*Your goal*.
Please reproduce only the rows below starting with the line with "Shelf-audit tagging: for every instance of the dark" and going on through the line with "x=254, y=597", requests included. Scale every coordinate in the answers by 0.2, rounding to whole numbers with halves going up.

*Data section*.
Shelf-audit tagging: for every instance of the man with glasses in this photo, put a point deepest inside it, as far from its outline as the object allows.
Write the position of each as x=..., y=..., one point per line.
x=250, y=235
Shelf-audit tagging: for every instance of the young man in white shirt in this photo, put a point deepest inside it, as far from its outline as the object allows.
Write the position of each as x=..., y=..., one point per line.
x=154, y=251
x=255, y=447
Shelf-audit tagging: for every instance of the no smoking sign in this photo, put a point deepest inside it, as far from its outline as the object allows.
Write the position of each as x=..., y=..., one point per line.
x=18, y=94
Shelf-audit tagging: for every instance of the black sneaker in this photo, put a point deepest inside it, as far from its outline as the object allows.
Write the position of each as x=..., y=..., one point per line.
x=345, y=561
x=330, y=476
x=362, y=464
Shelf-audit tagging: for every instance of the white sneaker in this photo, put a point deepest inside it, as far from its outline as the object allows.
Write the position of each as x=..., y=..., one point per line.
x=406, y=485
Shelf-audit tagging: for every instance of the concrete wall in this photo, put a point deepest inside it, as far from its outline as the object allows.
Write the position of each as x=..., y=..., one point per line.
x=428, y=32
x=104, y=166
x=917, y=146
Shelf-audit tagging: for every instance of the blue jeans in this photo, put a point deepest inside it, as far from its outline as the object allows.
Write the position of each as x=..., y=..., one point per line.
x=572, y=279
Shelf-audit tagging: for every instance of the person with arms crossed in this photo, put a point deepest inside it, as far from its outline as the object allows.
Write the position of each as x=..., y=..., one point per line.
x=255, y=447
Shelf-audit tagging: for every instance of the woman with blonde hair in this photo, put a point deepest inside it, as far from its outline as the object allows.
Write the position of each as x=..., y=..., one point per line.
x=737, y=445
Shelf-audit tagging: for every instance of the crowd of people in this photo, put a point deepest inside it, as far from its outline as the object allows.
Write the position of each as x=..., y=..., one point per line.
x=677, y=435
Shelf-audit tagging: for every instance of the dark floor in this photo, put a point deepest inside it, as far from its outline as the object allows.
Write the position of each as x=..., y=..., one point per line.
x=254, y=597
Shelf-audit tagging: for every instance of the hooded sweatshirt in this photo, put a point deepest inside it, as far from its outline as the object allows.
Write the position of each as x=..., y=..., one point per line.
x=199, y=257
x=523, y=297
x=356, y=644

*Result of this task*.
Shelf-audit tagging: for every instance of the dark floor in this photo, put a point deepest inside it, as far from its outline as the object allows.
Write the position of each as x=..., y=..., one point per line.
x=51, y=119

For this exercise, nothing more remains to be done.